PROBLEM TO SOLVE
Show each line of the records below that contains the string "window", copying every matching line in full. Case counts when matching.

Entries for locating named things
— Start —
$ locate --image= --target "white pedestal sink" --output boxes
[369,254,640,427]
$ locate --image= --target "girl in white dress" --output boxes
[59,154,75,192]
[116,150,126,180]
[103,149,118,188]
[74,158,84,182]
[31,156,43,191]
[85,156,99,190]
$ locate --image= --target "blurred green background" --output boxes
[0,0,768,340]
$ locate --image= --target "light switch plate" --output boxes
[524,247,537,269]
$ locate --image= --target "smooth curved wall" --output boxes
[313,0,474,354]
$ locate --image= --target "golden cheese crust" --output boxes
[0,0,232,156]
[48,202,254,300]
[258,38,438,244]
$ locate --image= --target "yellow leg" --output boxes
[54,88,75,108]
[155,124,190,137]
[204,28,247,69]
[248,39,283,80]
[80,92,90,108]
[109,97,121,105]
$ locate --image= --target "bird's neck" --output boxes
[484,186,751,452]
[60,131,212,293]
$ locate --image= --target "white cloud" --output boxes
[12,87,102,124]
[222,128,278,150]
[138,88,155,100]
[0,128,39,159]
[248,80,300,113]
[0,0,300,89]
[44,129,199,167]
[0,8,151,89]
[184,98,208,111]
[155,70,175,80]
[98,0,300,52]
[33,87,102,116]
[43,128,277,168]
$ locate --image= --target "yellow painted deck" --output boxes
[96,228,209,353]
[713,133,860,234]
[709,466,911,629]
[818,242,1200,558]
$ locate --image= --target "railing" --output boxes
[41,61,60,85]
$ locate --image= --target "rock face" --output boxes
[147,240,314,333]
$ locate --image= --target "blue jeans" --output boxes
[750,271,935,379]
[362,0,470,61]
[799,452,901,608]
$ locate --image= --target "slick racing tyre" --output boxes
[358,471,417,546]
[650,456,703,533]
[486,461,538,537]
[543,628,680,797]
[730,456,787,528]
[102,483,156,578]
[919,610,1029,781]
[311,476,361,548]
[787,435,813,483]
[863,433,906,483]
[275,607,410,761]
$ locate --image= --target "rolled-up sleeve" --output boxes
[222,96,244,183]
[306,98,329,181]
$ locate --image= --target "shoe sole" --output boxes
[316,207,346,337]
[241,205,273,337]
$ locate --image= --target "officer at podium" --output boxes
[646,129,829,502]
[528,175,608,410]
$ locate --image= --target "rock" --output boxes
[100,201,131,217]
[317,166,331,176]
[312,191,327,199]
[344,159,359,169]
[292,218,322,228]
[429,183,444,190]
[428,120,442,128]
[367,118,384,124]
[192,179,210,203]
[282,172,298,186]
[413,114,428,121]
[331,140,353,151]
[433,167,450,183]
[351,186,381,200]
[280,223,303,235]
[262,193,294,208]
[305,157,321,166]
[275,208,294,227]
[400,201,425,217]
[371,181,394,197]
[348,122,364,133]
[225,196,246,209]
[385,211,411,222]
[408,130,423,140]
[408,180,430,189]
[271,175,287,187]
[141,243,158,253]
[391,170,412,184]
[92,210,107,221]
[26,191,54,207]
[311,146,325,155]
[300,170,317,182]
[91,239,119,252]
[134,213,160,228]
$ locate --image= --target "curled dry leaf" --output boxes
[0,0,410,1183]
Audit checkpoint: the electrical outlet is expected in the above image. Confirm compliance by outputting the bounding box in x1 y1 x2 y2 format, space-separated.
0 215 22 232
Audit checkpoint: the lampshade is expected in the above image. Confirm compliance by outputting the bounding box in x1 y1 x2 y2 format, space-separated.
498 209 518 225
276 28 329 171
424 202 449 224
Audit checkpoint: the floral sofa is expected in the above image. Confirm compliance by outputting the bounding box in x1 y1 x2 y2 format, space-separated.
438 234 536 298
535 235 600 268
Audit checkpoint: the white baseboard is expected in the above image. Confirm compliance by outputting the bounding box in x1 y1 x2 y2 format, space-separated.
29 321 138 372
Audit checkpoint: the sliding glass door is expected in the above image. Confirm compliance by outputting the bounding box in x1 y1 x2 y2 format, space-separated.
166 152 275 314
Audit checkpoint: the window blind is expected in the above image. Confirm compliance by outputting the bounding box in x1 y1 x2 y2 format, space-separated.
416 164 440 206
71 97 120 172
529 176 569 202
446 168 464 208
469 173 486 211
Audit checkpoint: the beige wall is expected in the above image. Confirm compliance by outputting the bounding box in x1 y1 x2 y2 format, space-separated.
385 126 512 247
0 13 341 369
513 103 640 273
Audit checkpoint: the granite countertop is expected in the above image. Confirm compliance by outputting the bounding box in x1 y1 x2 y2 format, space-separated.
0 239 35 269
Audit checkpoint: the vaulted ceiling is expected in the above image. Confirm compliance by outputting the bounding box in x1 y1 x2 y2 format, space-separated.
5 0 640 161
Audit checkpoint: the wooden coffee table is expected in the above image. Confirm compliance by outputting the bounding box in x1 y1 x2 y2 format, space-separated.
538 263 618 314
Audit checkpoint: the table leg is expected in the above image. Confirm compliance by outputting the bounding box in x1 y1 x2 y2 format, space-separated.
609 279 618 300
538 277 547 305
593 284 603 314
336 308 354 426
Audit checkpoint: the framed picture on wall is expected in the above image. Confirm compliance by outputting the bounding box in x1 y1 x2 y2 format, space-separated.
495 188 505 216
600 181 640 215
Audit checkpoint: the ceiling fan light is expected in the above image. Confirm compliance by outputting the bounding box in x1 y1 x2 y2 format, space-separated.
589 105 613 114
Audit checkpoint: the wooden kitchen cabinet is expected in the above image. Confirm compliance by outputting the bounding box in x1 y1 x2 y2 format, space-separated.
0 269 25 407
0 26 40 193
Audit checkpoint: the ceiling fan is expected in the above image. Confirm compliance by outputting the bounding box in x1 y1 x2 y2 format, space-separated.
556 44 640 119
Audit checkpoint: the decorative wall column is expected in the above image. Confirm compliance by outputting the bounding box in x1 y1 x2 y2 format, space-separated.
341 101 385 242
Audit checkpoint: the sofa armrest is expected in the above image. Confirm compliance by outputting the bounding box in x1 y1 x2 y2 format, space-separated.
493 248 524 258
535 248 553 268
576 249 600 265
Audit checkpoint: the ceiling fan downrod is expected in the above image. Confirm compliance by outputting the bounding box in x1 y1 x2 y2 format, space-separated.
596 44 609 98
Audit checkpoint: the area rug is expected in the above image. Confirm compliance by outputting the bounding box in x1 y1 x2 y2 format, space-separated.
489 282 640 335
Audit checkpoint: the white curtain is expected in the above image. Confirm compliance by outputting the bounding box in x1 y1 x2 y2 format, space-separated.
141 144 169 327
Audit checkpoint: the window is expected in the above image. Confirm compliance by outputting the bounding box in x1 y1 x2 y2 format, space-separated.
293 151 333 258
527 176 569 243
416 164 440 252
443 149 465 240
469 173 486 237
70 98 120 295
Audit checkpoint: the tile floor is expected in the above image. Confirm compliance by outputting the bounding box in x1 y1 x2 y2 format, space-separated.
— End —
THE ANSWER
Audit checkpoint: the window blind is expected in the above image. Confirm compliance by outputting the bounding box in x1 y1 x2 y2 format, space-separated.
Audit checkpoint: the window is expected in the above image. Confirm compliance by outputting the bounding box in x1 y1 x2 y2 format, space-separated.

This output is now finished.